** START OF SOURCE RECORDS **

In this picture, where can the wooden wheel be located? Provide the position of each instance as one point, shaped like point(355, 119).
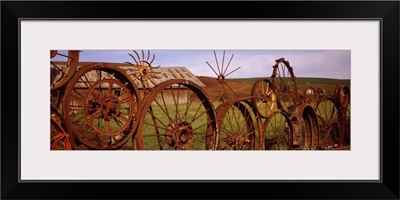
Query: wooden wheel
point(176, 115)
point(101, 106)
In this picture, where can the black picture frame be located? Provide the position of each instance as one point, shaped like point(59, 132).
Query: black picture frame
point(386, 11)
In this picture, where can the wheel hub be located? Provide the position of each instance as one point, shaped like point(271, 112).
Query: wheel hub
point(179, 135)
point(110, 108)
point(237, 141)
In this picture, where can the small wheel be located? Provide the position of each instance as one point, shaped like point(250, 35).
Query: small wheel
point(177, 115)
point(59, 138)
point(236, 127)
point(62, 70)
point(305, 128)
point(264, 97)
point(327, 114)
point(101, 106)
point(310, 96)
point(321, 92)
point(278, 132)
point(285, 85)
point(342, 95)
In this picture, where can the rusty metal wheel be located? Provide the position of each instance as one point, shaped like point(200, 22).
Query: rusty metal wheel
point(101, 106)
point(328, 121)
point(285, 85)
point(321, 92)
point(278, 132)
point(342, 96)
point(236, 126)
point(305, 128)
point(62, 70)
point(59, 138)
point(264, 97)
point(310, 96)
point(176, 115)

** END OF SOURCE RECORDS **

WHAT THIS TASK INVOLVES: Extract every line of the records above word for word, leaving out the pictures.

RESPONSE BELOW:
In this picture, where can the wooden wheel be located? Provide the position of each instance as one point, shaped like point(355, 119).
Query: wooden wheel
point(176, 115)
point(101, 106)
In this picture, where can the black picture frame be located? Provide the position of each instance as one point, shaped like point(59, 132).
Query: black picture frame
point(386, 11)
In this picture, where can the wheel hub be located? Provide the position of each instance as one point, shaped like point(271, 112).
Query: wheel hub
point(179, 135)
point(110, 108)
point(237, 141)
In this picture, where can the small wheel be located? Provide the position of each instance as one point, shaped like point(250, 35).
Query: small wheel
point(177, 115)
point(59, 138)
point(236, 127)
point(62, 70)
point(305, 128)
point(264, 97)
point(327, 114)
point(101, 106)
point(310, 96)
point(321, 92)
point(278, 132)
point(285, 85)
point(342, 95)
In this picture, where can the rusty metal wheel be located? Provide the position of each instance as one point, shaped like point(200, 22).
Query: rusty metal wheel
point(101, 106)
point(328, 121)
point(285, 85)
point(321, 92)
point(278, 132)
point(342, 96)
point(236, 126)
point(305, 128)
point(62, 70)
point(59, 138)
point(264, 97)
point(310, 96)
point(176, 115)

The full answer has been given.